Starting at the line containing "Can you find the dried" and ending at the line containing "pixel 107 55", write out those lines of the records again with "dried leaf" replaced by "fallen leaf" and everything else left the same.
START
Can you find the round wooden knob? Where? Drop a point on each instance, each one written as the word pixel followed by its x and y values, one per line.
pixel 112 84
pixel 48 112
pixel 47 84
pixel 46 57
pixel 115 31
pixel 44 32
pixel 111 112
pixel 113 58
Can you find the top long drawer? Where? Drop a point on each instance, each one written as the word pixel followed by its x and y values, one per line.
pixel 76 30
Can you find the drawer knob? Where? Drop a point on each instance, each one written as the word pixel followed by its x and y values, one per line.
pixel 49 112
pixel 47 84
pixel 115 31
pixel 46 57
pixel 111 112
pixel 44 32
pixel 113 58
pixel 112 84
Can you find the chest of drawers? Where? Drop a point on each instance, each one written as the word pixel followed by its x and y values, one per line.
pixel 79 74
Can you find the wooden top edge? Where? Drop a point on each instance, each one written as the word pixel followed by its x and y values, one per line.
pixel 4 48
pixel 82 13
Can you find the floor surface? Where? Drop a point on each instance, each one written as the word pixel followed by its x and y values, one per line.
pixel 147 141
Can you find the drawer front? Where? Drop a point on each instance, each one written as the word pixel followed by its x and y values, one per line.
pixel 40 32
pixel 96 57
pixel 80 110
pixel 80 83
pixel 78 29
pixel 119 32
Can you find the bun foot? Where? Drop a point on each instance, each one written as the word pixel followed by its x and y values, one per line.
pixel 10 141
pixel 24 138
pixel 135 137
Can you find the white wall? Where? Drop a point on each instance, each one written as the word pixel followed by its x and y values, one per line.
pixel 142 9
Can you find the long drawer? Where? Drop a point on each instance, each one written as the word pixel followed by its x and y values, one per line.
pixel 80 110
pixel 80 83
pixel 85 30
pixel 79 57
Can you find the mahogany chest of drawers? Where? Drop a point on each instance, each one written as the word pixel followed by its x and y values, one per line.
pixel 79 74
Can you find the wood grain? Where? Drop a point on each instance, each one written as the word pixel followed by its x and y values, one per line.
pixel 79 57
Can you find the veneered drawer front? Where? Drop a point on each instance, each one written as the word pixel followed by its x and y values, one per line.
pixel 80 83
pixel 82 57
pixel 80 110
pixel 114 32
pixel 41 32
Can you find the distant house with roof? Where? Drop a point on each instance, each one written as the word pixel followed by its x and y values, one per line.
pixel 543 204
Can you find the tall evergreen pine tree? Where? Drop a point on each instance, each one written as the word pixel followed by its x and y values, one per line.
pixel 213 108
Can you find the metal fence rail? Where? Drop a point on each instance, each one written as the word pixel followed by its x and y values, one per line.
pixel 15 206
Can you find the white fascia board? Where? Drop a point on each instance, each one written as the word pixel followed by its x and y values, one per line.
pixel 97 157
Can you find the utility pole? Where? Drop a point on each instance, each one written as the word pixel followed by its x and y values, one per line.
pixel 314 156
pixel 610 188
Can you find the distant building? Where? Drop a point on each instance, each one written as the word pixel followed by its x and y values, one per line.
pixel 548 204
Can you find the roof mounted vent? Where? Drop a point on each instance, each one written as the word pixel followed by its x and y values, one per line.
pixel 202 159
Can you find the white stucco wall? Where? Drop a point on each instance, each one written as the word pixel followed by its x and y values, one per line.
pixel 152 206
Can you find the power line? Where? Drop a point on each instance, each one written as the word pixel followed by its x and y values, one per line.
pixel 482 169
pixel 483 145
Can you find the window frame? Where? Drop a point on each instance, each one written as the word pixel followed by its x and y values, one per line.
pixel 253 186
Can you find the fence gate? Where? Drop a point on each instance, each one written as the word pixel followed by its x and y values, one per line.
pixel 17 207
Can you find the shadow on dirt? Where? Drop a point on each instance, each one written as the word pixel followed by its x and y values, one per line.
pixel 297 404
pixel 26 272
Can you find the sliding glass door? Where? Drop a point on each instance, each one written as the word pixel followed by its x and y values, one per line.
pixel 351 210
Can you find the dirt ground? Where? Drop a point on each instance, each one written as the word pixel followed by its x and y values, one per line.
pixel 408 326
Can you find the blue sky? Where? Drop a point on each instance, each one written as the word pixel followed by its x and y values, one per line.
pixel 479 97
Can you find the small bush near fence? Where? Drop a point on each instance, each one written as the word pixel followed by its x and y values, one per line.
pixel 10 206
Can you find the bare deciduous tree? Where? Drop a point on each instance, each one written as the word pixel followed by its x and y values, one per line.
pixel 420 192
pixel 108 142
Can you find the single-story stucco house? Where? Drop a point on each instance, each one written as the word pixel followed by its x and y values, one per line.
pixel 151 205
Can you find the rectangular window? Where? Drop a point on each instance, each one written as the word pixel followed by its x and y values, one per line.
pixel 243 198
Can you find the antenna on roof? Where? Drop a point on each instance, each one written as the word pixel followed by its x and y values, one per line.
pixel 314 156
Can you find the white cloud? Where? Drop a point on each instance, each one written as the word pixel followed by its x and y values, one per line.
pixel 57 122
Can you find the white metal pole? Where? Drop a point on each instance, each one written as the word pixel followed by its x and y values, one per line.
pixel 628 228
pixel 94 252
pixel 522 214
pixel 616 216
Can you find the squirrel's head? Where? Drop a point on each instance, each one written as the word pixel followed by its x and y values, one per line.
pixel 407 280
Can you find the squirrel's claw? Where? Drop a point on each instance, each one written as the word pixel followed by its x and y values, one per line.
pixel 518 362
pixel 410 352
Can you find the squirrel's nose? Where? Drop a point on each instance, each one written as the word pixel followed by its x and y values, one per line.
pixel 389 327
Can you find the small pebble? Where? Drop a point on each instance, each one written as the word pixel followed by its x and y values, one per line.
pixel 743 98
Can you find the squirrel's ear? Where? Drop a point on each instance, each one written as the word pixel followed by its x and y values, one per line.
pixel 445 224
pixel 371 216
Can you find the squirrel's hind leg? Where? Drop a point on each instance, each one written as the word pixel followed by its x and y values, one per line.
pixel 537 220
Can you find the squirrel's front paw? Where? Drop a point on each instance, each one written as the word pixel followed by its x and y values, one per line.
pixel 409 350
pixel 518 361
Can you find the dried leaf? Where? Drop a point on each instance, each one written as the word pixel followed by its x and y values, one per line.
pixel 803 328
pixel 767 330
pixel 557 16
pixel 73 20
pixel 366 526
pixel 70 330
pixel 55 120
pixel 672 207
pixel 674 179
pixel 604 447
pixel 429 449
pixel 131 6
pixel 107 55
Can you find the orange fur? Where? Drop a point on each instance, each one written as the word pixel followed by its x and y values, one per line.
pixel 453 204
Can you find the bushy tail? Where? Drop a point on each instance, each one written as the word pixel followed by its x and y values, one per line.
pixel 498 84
END
* **Answer to this task**:
Can you find the fallen leaf? Where? Drop a point on each instance, each one written as the word pixel followed by its x and y values, one per line.
pixel 803 328
pixel 767 330
pixel 557 16
pixel 73 20
pixel 366 526
pixel 70 330
pixel 55 120
pixel 672 207
pixel 674 179
pixel 604 447
pixel 429 449
pixel 131 6
pixel 107 55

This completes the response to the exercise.